Copy each of the rows below word for word, and leave the pictures out of your answer.

_ _ _

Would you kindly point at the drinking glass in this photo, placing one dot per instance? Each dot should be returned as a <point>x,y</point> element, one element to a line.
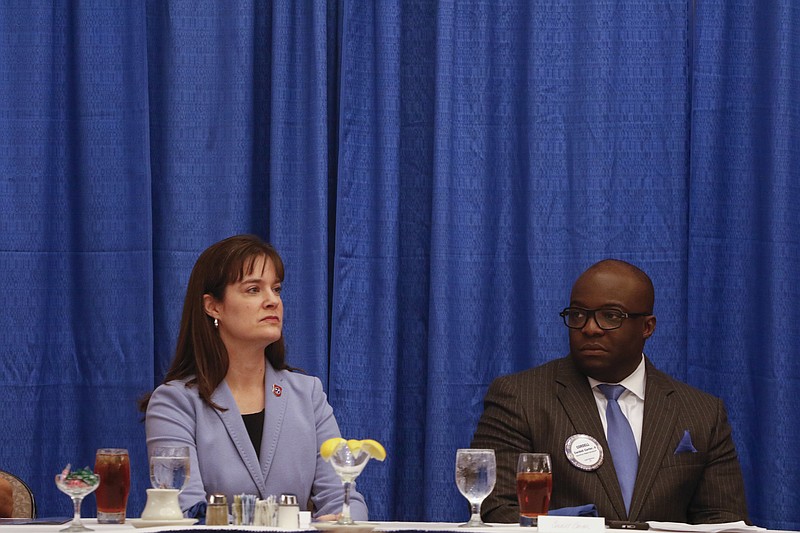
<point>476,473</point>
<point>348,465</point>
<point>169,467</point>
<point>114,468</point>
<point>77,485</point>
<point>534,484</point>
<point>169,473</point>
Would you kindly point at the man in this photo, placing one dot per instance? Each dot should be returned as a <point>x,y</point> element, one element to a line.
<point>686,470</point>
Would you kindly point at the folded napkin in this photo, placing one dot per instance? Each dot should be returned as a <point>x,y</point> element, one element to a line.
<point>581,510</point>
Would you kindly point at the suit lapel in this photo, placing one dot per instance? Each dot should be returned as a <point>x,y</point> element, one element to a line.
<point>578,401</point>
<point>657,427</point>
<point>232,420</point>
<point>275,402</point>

_ _ _

- Solution for this task
Would you kindly point at the drinking glass in this photo, placing one dot per instance? Each dot should be returned as a <point>x,y</point> element, one element to a line.
<point>476,473</point>
<point>348,465</point>
<point>169,467</point>
<point>114,468</point>
<point>77,485</point>
<point>534,484</point>
<point>169,473</point>
Would you kindly point at the man in this photo, placing one dot per instance? Each dot should be returned as a <point>x,y</point> element, one element to a line.
<point>686,470</point>
Would you kindly point at the folded napkin in this photo, placing one dot per instance? Each dot should be returned as a <point>x,y</point> element, one element to a line.
<point>581,510</point>
Would you kindly point at the suit lapel in this photo, placing one dot per instance? Each dot should be returned as a <point>x,y</point> element, one element to a line.
<point>578,401</point>
<point>657,427</point>
<point>232,420</point>
<point>275,402</point>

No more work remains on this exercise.